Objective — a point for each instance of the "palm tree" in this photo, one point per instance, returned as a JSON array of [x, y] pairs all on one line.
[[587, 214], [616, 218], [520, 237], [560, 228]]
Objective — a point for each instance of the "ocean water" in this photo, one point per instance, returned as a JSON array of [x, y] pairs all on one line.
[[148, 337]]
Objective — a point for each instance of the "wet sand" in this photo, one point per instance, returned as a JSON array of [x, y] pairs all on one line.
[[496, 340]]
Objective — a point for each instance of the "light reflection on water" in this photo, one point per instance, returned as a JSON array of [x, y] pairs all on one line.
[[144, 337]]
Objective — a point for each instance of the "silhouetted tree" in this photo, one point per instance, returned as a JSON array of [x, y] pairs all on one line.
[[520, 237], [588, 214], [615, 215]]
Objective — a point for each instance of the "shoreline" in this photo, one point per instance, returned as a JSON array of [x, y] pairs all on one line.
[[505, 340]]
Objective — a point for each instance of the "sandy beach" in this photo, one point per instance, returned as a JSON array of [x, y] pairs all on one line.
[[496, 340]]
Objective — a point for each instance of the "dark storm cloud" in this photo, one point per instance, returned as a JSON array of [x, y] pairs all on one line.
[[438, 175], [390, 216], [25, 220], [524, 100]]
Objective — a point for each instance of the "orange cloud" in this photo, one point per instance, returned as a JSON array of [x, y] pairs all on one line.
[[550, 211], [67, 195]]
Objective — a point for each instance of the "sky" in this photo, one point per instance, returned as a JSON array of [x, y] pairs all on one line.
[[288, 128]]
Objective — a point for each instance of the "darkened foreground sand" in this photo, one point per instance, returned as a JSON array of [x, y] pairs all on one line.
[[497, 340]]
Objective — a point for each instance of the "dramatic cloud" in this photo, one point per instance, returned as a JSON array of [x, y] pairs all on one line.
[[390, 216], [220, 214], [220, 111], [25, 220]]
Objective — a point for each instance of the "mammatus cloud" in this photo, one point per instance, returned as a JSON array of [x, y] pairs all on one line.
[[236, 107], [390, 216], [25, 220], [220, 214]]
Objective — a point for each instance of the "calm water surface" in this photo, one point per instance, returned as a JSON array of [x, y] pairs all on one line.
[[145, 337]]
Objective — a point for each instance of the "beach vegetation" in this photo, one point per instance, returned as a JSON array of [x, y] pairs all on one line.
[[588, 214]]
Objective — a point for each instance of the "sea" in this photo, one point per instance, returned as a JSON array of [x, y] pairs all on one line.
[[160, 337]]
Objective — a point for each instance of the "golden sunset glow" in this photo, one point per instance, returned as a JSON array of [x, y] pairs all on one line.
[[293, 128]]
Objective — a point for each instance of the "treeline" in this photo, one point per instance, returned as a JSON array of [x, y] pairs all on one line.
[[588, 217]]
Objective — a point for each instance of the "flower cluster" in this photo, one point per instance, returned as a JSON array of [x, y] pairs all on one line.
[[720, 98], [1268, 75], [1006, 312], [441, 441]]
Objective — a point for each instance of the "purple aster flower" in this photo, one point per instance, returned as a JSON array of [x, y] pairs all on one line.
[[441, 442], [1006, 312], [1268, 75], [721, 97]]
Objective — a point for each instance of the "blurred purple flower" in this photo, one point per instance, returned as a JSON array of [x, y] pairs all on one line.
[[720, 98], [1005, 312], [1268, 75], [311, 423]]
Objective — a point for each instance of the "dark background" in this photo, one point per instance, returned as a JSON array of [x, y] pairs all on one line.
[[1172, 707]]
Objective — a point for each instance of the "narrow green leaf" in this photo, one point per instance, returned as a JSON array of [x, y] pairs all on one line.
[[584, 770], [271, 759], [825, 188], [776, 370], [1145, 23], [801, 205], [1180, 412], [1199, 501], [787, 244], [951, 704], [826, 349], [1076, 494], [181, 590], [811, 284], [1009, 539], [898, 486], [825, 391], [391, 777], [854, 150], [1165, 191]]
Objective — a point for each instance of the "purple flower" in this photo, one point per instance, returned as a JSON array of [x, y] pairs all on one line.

--

任务目标:
改写上面的清单，把其中每一处“in this photo”都换成“in this image”，其余内容一字不动。

任务结果:
Objective — a point for each instance of the "palm tree" in this image, one point per instance, returned as a JSON array of [x, y] pairs all on one line.
[[587, 214], [616, 218], [520, 237], [560, 228]]
Objective — a point for each instance of the "ocean water" in this image, one point per instance, returned as a JSON array of [x, y] pairs all on one line.
[[148, 337]]
Objective — a point for each instance of the "wet sand" in this image, one point per instance, returned as a JSON array of [x, y] pairs all on one line.
[[496, 340]]
Objective — a point for each instance of the "light reflection on water" in this image, one point per instance, returned as a JSON array of [x, y] pairs all on one line.
[[144, 337]]
Objective — a point for each instance of the "silhouetted tree" in this image, one point per instance, returned as a JSON array of [x, y] pairs all on one line.
[[520, 237], [588, 214], [615, 215]]
Objective — a point for each instance of the "shoreline" in this image, one point per instance, returned as a JSON array of [x, y] pairs all on one line.
[[505, 340]]
Objective — a point for each instance of the "sandy beach" in this image, one point per instance, returned as a JSON array of [x, y] pairs all on one line.
[[496, 340]]
Objective — a point for each instance of the "dark storm cloud" in this image, one point per instance, returned as a JSON array of [x, y] pairs all on one line.
[[438, 175], [390, 216], [25, 220], [524, 100]]
Objective — a point for each instance of the "orange cloud" in this image, one point per instance, returned as a JSON array of [x, y] pairs all on one line.
[[550, 211], [67, 195]]
Objective — a point for each instance of the "sky" in this image, one point per instance, returned as a JSON array of [x, y] pairs all on one line.
[[288, 128]]
Objective — a point for each instance of the "darkened foreground sand" in this image, one point per instance, returned as a JSON array of [x, y] pairs all on one line.
[[497, 340]]
Objective — a point for each instance of the "dramatic cloud" in this image, one point per instance, returned as a JSON array of [x, y] pairs all on one line.
[[390, 216], [220, 214], [220, 111], [25, 220]]
Objective — a point for each instance of the "mammatus cloud" in this image, one point per instance, returned as a JSON array of [x, y] pairs all on one line.
[[236, 107], [390, 216], [25, 220], [220, 214]]
Objective — a point for each instance of the "calm water surface" in this image, one point per instance, returned as a JSON array of [x, y] pairs all on one line.
[[145, 337]]
Objective — a point for each instance of the "beach vegetation" in this image, one point per instance, returned as a JSON array of [x, y] pairs all on one line.
[[588, 214]]
Objective — a point for each instance of the "sea" in this image, one point per instance, returned as a JSON array of [x, y] pairs all on one line.
[[160, 337]]
Objective — a point for each instance of the "golden sunset glow" in this image, one point per instance, returned as a JSON array of [x, y] pairs all on one line.
[[293, 128]]
Objective — a point for each instance of the "treeline" in this image, one point per instance, returned as a JSON array of [x, y] pairs all on one line.
[[588, 217]]
Objective — a point for each instance of the "flower cluster" in this image, one point per instance, returned as a JSON array of [x, y] pairs all on one line.
[[720, 98], [1268, 75], [1006, 312], [441, 441]]
Objective — a point for each instance of the "purple aster flower" in this image, one point per instance, returned as a JSON array of [x, y] pairs all on one line.
[[441, 442], [1006, 312], [1268, 75], [721, 97]]
Objective — a point for each instance of the "blurred purple flower" in this image, one point per instance, returned as a JSON array of [x, y] pairs all on one line.
[[720, 98], [1005, 312], [1268, 75], [311, 423]]
Objective — a point for each instance of the "dark background" in this image, one point per instance, returned as a JSON array of [x, y] pairs all on one line.
[[1172, 707]]
Objective — a point for each instance of the "narrow green leaf" in this image, one point per instance, returned as a JSON array of [x, y] pairs all on one line.
[[584, 770], [271, 759], [825, 188], [776, 370], [1145, 23], [801, 205], [1180, 412], [1199, 501], [787, 244], [951, 704], [826, 349], [1076, 494], [181, 590], [811, 284], [1009, 539], [898, 486], [825, 391], [391, 777], [854, 150], [1165, 191]]
Objective — a point for each instance of the "purple flower" in this image, one point per instance, returned as a JSON array of [x, y] pairs all on one line.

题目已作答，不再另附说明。